## Supplied entries:
--- Begin ---
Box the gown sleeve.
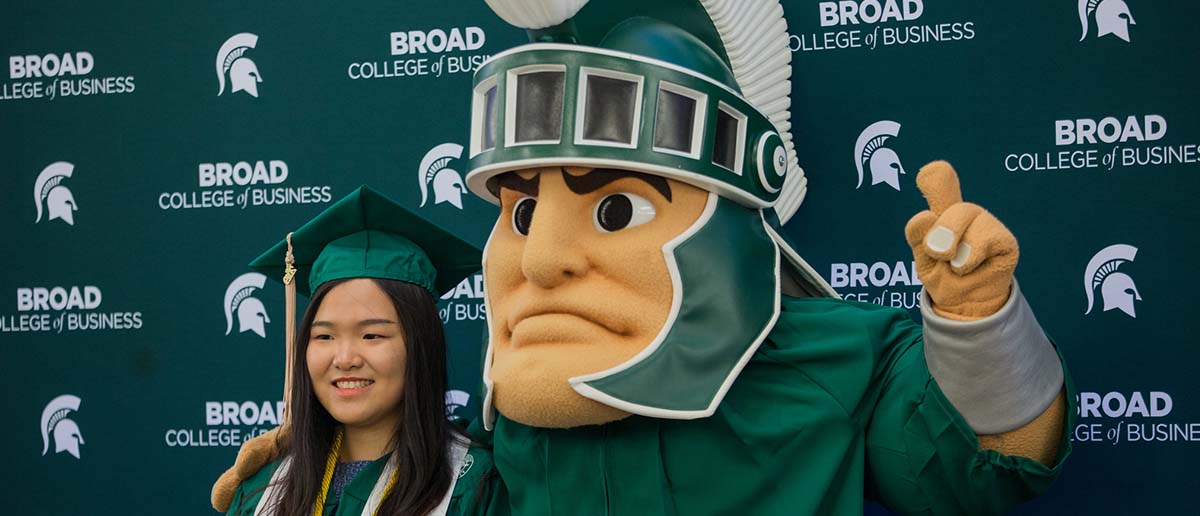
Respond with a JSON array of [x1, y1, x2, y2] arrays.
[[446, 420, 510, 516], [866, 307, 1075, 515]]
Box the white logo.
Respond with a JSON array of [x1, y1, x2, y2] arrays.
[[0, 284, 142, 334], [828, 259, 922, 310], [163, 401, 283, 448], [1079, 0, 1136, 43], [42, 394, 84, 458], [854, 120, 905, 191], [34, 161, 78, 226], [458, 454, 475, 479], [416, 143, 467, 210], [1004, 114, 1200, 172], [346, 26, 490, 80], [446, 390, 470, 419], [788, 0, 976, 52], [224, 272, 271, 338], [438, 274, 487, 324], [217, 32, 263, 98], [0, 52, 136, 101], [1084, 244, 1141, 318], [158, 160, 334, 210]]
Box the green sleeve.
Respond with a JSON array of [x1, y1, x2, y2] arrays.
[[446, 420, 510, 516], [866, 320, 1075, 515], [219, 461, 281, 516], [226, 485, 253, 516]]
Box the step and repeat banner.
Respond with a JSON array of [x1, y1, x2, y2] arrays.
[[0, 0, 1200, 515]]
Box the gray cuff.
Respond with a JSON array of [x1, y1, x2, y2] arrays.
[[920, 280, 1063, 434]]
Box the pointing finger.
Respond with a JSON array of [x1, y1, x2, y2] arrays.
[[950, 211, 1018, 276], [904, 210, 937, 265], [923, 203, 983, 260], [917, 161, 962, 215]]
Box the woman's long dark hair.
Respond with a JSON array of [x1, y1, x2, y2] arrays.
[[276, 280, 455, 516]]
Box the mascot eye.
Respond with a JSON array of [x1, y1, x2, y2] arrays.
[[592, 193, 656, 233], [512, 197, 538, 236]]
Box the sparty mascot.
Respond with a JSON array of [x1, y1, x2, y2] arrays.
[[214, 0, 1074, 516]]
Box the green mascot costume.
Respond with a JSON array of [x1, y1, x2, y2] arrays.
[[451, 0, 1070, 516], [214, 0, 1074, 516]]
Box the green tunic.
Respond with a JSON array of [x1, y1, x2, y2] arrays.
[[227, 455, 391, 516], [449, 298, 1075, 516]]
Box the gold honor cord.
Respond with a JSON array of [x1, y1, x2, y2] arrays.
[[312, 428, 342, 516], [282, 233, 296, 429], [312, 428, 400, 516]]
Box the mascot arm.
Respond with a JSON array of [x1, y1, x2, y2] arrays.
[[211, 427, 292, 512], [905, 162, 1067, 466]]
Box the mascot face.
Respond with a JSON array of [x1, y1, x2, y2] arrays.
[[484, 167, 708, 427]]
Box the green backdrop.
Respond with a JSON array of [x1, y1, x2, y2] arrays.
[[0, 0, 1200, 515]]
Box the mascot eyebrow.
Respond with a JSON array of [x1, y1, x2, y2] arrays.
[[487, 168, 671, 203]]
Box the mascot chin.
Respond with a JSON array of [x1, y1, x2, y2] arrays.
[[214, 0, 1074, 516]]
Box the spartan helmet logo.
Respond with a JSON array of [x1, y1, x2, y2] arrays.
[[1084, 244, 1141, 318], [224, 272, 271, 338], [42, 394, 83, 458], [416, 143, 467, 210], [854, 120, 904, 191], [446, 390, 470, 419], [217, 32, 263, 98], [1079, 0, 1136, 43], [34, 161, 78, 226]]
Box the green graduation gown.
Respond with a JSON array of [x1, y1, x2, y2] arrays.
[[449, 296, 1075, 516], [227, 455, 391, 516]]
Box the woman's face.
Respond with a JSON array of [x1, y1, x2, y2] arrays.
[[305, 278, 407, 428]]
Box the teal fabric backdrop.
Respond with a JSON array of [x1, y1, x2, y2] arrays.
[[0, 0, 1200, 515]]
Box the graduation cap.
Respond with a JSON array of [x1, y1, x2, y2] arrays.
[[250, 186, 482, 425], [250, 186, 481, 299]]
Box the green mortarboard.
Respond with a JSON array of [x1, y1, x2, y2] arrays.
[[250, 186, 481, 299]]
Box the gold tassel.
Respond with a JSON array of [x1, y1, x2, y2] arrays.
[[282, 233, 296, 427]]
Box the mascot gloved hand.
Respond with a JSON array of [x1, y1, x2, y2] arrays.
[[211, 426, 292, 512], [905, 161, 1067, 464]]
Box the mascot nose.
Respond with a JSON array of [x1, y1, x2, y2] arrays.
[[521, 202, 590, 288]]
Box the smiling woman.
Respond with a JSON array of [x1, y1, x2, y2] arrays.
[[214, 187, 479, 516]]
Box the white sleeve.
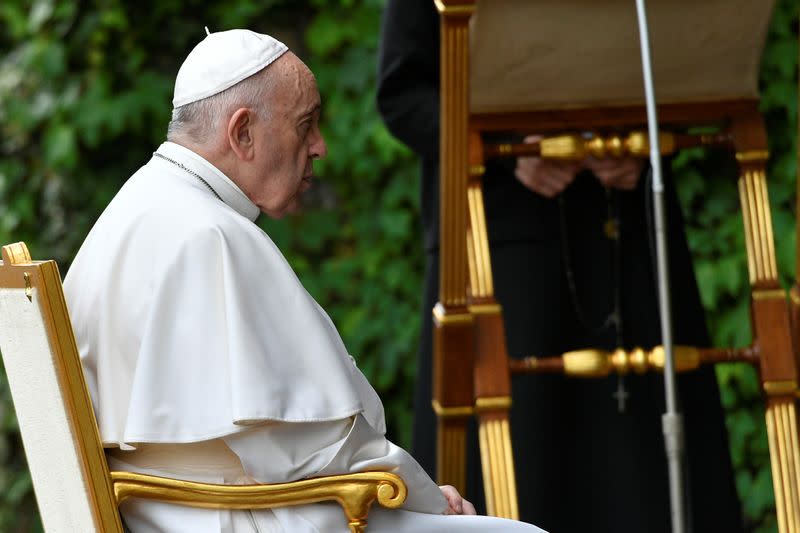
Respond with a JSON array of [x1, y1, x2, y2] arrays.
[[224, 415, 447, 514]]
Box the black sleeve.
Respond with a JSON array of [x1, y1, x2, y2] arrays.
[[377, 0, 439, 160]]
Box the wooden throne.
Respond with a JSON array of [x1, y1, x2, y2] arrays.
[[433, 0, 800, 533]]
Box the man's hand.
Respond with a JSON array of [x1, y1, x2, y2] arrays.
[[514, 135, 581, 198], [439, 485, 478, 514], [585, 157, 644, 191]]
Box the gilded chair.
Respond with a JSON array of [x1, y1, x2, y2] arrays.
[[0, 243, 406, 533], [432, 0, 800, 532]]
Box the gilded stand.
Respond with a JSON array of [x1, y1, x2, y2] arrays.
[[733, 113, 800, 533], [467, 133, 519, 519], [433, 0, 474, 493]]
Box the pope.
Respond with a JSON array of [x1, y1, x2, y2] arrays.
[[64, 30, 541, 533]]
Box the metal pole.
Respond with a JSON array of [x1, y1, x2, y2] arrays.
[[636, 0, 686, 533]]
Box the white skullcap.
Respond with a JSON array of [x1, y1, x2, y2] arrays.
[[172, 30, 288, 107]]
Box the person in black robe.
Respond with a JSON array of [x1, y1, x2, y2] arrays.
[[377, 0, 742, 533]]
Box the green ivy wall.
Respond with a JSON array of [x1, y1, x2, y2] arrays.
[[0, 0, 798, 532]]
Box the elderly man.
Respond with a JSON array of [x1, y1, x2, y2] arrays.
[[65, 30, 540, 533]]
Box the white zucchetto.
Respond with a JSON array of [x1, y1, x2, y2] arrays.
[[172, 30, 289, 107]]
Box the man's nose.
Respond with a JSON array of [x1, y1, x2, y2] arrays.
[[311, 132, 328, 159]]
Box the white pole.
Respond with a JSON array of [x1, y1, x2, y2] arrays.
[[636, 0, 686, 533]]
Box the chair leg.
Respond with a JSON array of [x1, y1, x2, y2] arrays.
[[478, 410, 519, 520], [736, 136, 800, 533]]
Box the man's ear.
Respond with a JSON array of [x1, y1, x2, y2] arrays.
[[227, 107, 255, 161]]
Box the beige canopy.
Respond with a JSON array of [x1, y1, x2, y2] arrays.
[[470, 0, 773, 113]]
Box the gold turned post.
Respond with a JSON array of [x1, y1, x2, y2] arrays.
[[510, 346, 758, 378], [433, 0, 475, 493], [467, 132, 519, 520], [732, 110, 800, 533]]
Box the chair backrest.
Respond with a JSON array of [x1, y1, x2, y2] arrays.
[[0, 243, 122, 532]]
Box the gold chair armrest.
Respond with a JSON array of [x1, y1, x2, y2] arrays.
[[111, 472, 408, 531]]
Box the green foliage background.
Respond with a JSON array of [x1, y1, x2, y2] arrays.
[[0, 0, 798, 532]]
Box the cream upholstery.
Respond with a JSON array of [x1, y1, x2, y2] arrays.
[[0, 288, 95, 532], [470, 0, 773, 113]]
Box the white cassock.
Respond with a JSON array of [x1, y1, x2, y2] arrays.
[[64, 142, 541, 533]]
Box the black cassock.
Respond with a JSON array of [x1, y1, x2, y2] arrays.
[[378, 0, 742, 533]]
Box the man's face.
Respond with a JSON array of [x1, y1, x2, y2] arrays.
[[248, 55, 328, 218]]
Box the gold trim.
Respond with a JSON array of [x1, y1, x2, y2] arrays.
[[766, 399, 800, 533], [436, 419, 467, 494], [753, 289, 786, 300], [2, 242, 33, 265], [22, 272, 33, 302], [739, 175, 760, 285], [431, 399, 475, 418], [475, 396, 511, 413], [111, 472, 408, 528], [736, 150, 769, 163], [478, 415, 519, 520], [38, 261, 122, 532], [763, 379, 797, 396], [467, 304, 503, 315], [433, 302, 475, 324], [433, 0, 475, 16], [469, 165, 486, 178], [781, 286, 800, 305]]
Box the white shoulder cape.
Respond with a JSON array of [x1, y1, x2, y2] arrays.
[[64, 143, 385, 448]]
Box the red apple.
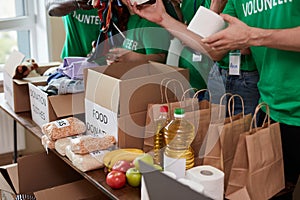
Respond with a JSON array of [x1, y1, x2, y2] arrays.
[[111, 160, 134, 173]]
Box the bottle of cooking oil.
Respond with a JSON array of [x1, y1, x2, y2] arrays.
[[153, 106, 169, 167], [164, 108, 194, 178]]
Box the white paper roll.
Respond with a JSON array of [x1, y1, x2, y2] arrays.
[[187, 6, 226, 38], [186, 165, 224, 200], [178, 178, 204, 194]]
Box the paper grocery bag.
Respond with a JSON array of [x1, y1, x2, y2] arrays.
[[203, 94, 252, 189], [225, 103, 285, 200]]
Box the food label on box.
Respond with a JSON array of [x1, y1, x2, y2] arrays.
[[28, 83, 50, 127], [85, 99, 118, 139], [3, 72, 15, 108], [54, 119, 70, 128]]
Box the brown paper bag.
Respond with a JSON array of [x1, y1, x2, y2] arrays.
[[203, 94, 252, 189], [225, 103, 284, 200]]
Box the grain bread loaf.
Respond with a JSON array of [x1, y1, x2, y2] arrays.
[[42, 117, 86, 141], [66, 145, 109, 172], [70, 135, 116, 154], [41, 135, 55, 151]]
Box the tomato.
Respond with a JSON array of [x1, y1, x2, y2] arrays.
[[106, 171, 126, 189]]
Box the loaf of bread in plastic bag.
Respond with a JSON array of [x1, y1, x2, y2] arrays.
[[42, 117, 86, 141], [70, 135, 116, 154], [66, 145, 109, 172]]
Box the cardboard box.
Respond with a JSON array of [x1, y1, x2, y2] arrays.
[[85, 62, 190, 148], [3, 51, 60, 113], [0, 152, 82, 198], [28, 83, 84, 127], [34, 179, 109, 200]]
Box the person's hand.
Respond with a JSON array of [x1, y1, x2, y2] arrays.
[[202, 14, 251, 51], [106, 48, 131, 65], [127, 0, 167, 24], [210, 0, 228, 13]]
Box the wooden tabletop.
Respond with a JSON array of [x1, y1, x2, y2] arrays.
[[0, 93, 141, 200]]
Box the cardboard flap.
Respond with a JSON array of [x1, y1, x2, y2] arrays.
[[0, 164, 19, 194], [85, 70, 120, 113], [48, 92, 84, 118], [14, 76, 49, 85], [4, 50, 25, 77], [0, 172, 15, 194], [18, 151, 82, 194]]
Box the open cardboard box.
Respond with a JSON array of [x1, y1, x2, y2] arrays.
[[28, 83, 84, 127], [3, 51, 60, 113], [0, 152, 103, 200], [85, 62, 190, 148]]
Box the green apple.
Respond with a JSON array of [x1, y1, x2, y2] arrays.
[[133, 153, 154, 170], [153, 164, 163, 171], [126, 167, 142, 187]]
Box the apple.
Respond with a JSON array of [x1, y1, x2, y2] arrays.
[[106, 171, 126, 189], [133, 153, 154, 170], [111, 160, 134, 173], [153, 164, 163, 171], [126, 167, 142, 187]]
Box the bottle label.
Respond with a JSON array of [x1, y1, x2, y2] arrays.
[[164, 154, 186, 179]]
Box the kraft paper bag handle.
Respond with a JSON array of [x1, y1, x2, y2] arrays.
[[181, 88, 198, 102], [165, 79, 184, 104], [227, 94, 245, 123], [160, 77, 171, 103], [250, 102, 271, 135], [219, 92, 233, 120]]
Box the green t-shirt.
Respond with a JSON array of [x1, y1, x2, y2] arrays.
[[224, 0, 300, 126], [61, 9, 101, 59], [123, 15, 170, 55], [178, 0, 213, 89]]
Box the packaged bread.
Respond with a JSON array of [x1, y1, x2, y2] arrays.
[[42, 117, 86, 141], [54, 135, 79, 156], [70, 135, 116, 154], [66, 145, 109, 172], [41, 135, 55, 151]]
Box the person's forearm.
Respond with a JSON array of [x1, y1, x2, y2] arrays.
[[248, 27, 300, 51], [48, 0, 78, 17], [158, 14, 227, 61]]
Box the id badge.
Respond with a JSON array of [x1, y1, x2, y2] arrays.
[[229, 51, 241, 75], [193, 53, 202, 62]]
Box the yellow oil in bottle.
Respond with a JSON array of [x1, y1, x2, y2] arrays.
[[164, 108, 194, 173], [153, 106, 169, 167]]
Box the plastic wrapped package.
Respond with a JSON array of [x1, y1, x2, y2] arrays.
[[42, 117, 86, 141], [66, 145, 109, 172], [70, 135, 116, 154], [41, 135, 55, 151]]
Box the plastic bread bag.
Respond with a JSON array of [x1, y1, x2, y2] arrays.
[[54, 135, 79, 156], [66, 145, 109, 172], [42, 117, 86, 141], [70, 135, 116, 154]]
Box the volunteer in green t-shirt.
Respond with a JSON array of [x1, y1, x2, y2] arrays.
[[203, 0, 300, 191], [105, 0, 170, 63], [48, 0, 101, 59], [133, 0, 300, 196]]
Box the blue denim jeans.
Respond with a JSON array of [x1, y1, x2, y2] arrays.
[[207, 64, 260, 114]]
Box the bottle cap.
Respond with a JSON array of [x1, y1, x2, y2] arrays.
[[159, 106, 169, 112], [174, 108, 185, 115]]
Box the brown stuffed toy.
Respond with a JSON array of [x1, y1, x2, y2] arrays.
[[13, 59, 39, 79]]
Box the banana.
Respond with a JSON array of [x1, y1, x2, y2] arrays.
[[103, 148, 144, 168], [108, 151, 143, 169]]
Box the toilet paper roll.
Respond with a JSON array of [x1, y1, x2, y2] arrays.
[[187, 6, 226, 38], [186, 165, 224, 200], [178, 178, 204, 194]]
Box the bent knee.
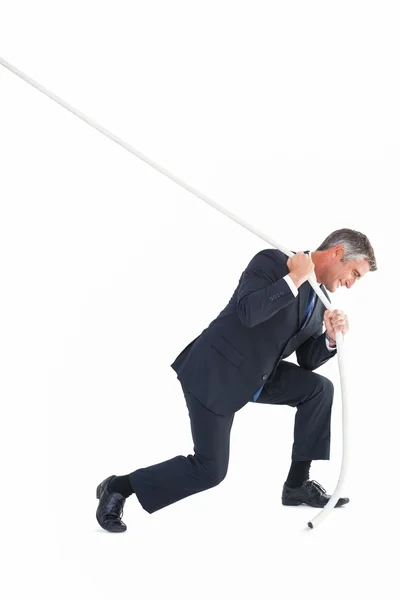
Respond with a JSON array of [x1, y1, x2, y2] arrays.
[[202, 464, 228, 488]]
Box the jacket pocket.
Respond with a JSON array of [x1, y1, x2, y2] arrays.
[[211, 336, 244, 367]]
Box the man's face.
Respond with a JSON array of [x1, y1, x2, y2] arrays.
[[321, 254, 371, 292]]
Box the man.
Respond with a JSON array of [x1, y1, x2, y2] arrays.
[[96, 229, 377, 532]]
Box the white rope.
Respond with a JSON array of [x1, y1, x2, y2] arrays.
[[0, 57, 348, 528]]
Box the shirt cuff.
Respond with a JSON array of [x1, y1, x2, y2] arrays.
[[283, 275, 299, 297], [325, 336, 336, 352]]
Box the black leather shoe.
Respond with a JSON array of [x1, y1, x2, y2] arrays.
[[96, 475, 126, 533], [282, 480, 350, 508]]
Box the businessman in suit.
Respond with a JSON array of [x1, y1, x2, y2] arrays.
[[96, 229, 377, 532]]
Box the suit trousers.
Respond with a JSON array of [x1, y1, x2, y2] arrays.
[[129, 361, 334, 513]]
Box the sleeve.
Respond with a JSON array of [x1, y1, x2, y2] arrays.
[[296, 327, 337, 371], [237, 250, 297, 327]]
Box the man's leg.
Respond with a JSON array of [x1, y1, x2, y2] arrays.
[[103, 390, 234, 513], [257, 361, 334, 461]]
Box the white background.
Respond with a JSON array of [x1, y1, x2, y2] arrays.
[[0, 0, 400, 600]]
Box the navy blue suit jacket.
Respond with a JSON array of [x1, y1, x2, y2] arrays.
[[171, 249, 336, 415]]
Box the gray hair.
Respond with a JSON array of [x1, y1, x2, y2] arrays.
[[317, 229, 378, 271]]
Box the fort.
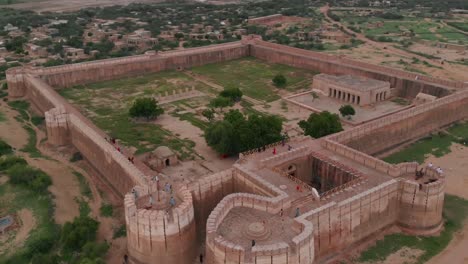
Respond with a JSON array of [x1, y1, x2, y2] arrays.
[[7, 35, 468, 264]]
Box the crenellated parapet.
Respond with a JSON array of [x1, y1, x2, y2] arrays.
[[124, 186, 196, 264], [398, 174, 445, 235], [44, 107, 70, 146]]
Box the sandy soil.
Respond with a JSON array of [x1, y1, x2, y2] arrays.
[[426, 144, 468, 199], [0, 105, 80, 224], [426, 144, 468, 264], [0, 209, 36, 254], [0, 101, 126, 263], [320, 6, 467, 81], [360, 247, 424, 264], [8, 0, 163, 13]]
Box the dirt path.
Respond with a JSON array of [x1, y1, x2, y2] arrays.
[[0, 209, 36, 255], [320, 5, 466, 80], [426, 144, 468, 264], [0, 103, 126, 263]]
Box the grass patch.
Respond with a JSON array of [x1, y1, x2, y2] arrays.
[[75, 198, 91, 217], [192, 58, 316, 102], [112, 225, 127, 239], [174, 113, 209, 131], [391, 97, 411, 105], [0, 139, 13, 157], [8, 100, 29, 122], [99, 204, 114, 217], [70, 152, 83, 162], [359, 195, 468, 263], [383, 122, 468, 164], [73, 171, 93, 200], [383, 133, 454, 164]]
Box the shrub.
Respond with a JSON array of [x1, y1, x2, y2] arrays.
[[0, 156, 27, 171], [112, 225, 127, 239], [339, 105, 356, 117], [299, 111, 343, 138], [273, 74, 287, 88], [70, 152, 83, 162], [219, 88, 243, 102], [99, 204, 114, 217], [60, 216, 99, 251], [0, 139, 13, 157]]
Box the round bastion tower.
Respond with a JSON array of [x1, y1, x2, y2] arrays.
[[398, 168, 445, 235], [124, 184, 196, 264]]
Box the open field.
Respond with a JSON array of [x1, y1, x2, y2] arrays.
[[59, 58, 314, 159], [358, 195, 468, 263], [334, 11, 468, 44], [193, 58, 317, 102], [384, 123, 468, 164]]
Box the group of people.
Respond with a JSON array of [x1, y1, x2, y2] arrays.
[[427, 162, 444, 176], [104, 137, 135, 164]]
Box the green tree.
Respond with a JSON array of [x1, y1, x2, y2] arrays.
--- End ---
## Stated exercise:
Could you swap "cassock" for "robe" in the part of the rows that opens with the line containing "Box the white cassock." and closes with the line containing "[[378, 0, 742, 533]]", leaving everything else unchanged? Return only those lines.

## Solved problem:
Box the white robe.
Respond with a JSON array of [x1, y1, x2, y2] arrays.
[[64, 142, 541, 533]]
Box the black robe.
Respond with a JSON array of [x1, y1, x2, y2] arrays.
[[378, 0, 742, 533]]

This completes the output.